### REQUESTS
1. Copy the passage of the drone survey article from "This can then" to "agriculture, and construction." word for word.
2. In the drone survey article, rewrite the paragraph beginning "This gives an accurate positioning point" in shorter form, keeping its main facts.
3. According to the drone survey article, what does LiDAR stand for?

# start of ARTICLE

LiDAR vs Photogrammetry For Drone Surveys

• In-depth look at drone LiDAR and drone photogrammetry;
• Generally speaking, drone LiDAR is better in areas of high vegetation while drone photogrammetry is better for creating highly-visual digital assets;
• New DJI payloads - the P1 and L1 - have been released to aid drone photogrammetry and LiDAR missions.

Drone surveying has become increasingly popular in recent years.

Aerial mapping with unmanned aircraft is helping teams collect valuable aerial insights quickly, efficiently, safely, and at an affordable price point - while helping to shape decision-making, improve communication, and drive revenues and outcomes.

As the drones for surveying trend accelerates, there is one question which pops up regularly: Which is the best data collection method - LiDAR or photogrammetry?

The recent release of DJI's L1 and P1 mapping payloads show the growing interest in, and demand for, these two aerial mapping practises; the L1 (below, right) being a LiDAR sensor (with photogrammetry capabilities), while the P1 (below, left) is a dedicated photogrammetry payload with a high-resolution 45MP full-frame sensor.

 

 

It seems pertinent, then, to compare these two aerial mapping methods. What are they? What are their advantages and disadvantages? When should you use them? And is one better than the other?

What Is LiDAR?

LiDAR stands for light detection and ranging.

So, how does LiDAR work? LiDAR - sometimes known as 3D laser scanning - works by sending pulses of light to the earth's surface or a feature on it and measuring the time it takes to reflect back.

The amount of time it takes to return to the LiDAR source indicates the exact distance of the object or feature. This is known as the Time of Flight (ToF) principle.

This gives an accurate positioning point of where on the earth's surface the laser hit. Depending on the sensor used, LiDAR units can blast hundreds of thousands of pulses per second, helping to build a detailed visualisation of what the sensor is focusing on.

This can then be used to create 3D point clouds; an accurate visualisation representing the scanned area's terrain, topography, and features.

 

 

The above image - of Shell's Bacton Gas Terminal, captured with the L1 - shows a LiDAR point cloud. 

Drone LiDAR has emerged as a useful aerial surveying tool for many applications, such as forestry, agriculture, and construction.

What Is Photogrammetry?

Photogrammetry is the art of capturing high-resolution photographs to recreate a survey area.

These images are processed and stitched together using sophisticated software to create realistic, geo-referenced, and measurable 3D models of the real world.

 

 

Depending on the software, these digital twins can be fully navigable - helping teams access and digest key information quickly and easily.

Photogrammetry can also be used to create detailed 2D maps. These orthomosaic data sets provide accurate photo representations of an area, with georeferenced information.

To illustrate this, the first image is a 2D orthomosaic of a farm, while the second image is a 3D model of the site - both captured with the P1 photogrammetry camera.

 

 

 

The number of images needed for valuable photogrammetry datasets ranges from hundreds to thousands - depending on the size of the site and the desired accuracy.

Photogrammetry use-cases are wide-ranging, including project management, crime-scene mapping, marketing, conducting stockpile calculations and measurements, topographical mapping, and building surveys.

# end of ARTICLE
# start of RECORD LIST

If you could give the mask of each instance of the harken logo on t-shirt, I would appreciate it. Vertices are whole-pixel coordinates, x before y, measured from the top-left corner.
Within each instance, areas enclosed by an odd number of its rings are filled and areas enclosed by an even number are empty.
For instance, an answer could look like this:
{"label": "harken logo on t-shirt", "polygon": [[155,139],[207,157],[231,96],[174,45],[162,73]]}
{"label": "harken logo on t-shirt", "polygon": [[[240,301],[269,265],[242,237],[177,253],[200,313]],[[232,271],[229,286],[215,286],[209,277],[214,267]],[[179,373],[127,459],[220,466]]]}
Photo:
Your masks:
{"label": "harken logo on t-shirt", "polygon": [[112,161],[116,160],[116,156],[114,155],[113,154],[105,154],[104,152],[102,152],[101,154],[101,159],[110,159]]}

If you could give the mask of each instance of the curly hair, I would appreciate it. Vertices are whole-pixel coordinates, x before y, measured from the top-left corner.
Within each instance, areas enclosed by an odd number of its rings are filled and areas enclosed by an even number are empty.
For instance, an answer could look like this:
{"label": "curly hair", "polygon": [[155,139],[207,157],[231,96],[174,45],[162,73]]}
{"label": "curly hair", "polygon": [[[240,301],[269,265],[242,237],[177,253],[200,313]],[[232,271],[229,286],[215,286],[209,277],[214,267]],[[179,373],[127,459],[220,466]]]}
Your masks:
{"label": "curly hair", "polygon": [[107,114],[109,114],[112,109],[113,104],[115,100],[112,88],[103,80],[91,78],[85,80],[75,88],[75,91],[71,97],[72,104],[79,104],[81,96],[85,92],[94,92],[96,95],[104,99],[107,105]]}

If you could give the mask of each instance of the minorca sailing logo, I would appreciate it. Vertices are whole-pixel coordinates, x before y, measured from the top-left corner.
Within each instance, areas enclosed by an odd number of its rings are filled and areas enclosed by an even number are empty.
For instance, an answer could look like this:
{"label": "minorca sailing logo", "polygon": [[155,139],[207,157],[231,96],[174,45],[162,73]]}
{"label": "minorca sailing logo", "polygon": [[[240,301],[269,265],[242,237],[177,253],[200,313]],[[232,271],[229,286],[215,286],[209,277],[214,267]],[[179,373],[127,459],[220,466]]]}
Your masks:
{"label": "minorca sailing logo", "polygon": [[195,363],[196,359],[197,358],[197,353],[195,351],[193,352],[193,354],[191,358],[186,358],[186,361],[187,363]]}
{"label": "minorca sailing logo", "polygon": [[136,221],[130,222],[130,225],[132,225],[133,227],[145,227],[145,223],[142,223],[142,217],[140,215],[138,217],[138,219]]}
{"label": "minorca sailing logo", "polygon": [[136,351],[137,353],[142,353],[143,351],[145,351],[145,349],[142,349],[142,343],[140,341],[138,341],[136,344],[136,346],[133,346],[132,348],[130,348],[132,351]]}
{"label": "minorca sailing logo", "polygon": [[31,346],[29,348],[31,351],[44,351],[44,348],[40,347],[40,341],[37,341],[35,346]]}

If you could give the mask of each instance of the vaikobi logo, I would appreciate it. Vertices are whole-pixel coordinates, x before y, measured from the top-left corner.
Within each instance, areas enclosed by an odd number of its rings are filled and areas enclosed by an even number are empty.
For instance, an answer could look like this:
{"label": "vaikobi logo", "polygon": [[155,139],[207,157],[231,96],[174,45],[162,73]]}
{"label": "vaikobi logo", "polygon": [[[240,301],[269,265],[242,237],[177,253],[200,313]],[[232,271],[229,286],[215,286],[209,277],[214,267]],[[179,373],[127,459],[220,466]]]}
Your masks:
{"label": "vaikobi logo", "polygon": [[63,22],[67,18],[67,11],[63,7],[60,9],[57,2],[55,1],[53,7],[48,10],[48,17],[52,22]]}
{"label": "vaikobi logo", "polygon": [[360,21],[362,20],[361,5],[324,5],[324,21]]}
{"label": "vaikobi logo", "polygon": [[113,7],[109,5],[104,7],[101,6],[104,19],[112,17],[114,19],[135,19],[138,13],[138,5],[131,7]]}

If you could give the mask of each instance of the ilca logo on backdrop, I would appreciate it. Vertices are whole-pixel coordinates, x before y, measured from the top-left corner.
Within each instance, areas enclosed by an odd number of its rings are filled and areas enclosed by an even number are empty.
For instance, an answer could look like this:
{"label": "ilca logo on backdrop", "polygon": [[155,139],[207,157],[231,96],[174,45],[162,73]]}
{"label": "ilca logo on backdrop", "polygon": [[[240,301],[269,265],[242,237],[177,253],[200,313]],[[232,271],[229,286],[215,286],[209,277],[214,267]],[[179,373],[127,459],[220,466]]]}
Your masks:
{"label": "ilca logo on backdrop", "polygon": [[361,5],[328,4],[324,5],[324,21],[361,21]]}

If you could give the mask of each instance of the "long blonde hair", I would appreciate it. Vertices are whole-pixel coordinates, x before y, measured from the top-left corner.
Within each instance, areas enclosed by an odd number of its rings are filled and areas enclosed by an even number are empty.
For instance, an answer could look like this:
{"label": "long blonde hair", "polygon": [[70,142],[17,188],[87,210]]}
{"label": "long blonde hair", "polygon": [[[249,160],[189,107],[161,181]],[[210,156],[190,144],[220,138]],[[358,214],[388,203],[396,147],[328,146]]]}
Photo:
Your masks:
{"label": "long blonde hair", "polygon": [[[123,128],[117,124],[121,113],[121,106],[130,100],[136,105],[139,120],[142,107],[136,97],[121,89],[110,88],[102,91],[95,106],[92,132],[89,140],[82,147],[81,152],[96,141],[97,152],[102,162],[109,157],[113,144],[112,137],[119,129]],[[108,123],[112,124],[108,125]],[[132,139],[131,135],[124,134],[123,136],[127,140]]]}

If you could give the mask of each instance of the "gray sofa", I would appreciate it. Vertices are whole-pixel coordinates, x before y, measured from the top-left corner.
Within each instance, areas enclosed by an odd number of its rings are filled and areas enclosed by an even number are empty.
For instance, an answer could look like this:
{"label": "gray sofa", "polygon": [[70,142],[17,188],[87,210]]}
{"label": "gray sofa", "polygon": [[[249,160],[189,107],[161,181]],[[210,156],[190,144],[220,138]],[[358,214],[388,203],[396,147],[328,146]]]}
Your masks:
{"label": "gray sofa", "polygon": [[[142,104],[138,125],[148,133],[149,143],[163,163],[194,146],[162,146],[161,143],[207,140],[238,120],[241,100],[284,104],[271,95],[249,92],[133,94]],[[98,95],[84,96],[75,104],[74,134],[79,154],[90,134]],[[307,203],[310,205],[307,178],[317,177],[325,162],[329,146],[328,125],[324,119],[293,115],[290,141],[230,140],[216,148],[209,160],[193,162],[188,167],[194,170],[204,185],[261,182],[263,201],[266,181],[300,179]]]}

# end of RECORD LIST

### FULL ANSWERS
1.
This can then be used to create 3D point clouds; an accurate visualisation representing the scanned area's terrain, topography, and features.

 

 

The above image - of Shell's Bacton Gas Terminal, captured with the L1 - shows a LiDAR point cloud. 

Drone LiDAR has emerged as a useful aerial surveying tool for many applications, such as forestry, agriculture, and construction.

2. The return time gives a precise point where the laser struck the earth's surface. Depending on the sensor, LiDAR units can fire hundreds of thousands of pulses per second, building a detailed visualization of the target area.

3. Light detection and ranging.